TASK OBJECTIVE » Render the data below as a Markdown table with two columns, Row and Line, numbering each non-blank line in order and leaving out blank lines.

RAW DATA »
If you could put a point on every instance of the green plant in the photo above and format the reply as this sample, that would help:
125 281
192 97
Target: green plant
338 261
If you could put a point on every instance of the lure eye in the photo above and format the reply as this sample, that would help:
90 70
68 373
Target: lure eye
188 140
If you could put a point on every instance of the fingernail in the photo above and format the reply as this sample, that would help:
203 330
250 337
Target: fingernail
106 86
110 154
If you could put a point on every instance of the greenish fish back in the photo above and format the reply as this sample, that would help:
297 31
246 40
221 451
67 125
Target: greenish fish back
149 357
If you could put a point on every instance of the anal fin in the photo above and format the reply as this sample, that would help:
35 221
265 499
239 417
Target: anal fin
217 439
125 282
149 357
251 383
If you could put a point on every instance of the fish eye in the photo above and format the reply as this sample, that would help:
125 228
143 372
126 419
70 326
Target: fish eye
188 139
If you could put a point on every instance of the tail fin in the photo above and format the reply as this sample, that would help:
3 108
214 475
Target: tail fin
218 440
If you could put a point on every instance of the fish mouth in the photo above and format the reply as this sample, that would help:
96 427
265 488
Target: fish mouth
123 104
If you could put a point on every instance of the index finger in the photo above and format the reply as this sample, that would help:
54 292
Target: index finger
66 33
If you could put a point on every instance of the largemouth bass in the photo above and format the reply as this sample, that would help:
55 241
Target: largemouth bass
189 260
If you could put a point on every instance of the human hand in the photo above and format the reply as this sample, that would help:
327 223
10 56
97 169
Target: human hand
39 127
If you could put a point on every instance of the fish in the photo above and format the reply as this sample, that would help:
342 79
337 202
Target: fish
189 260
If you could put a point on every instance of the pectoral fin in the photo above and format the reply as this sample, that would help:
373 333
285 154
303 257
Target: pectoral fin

TASK ANSWER »
| Row | Line |
|---|---|
| 1 | If you could put a point on every instance of the green plant in the photo above and format the reply as this sample, that would help: |
| 2 | 125 281 |
| 3 | 192 97 |
| 4 | Target: green plant |
| 5 | 338 261 |
| 6 | If you could put a point on every instance of the lure eye in the photo above and format the reply as this sample, that would help: |
| 7 | 90 70 |
| 8 | 68 373 |
| 9 | Target: lure eye |
| 10 | 188 140 |
| 11 | If you could put a point on every instance of the fingernail in the photo above and format the reply as this sample, that would help: |
| 12 | 203 330 |
| 13 | 250 337 |
| 14 | Target: fingernail |
| 15 | 106 86 |
| 16 | 110 154 |
| 17 | If you could put a point on every instance of the greenish fish back in the photo above and format the reply as this sample, that would help: |
| 18 | 297 31 |
| 19 | 246 40 |
| 20 | 221 451 |
| 21 | 67 125 |
| 22 | Target: greenish fish back |
| 23 | 149 357 |
| 24 | If you could put a point on every instance of the anal fin in the photo above and format the reply as this sample, that would help: |
| 25 | 35 221 |
| 26 | 265 499 |
| 27 | 239 417 |
| 28 | Target: anal fin |
| 29 | 217 439 |
| 30 | 125 282 |
| 31 | 149 357 |
| 32 | 251 383 |
| 33 | If you could put a point on every instance of the fish eye in the photo above and format the reply as this sample, that would help: |
| 34 | 125 228 |
| 35 | 143 372 |
| 36 | 126 419 |
| 37 | 70 326 |
| 38 | Target: fish eye |
| 39 | 188 139 |
| 40 | If you could put a point on every instance of the tail fin in the photo above and format the reply as this sample, that would help: |
| 41 | 3 108 |
| 42 | 214 475 |
| 43 | Target: tail fin |
| 44 | 218 440 |
| 45 | If you could put a point on every instance of the fish mouth in the photo above and format the reply as this sample, that would help: |
| 46 | 96 427 |
| 47 | 265 488 |
| 48 | Target: fish mouth |
| 49 | 123 104 |
| 50 | If you could put a point on every instance of the index finger in the photo above and format the reply as this sample, that would help: |
| 51 | 54 292 |
| 52 | Target: index finger |
| 53 | 66 33 |
| 54 | If you could put a point on every instance of the largemouth bass in the photo above and format the reply as this sample, that would help: |
| 55 | 55 241 |
| 56 | Target: largemouth bass |
| 57 | 189 260 |
| 58 | If you could put a point on every instance of the human hand in the photo above and format the reply as this sample, that would help: |
| 59 | 327 223 |
| 60 | 10 56 |
| 61 | 97 169 |
| 62 | Target: human hand |
| 63 | 39 127 |
| 64 | If you could put a point on every instance of the fish in the photo above and format the reply as this sample, that would help: |
| 65 | 342 79 |
| 66 | 337 202 |
| 67 | Target: fish |
| 68 | 189 260 |
| 69 | If you could put a point on every instance of the pectoral fin in the photo above and format the reply as this sample, that would help: |
| 70 | 373 333 |
| 71 | 285 154 |
| 72 | 303 257 |
| 73 | Target: pectoral fin |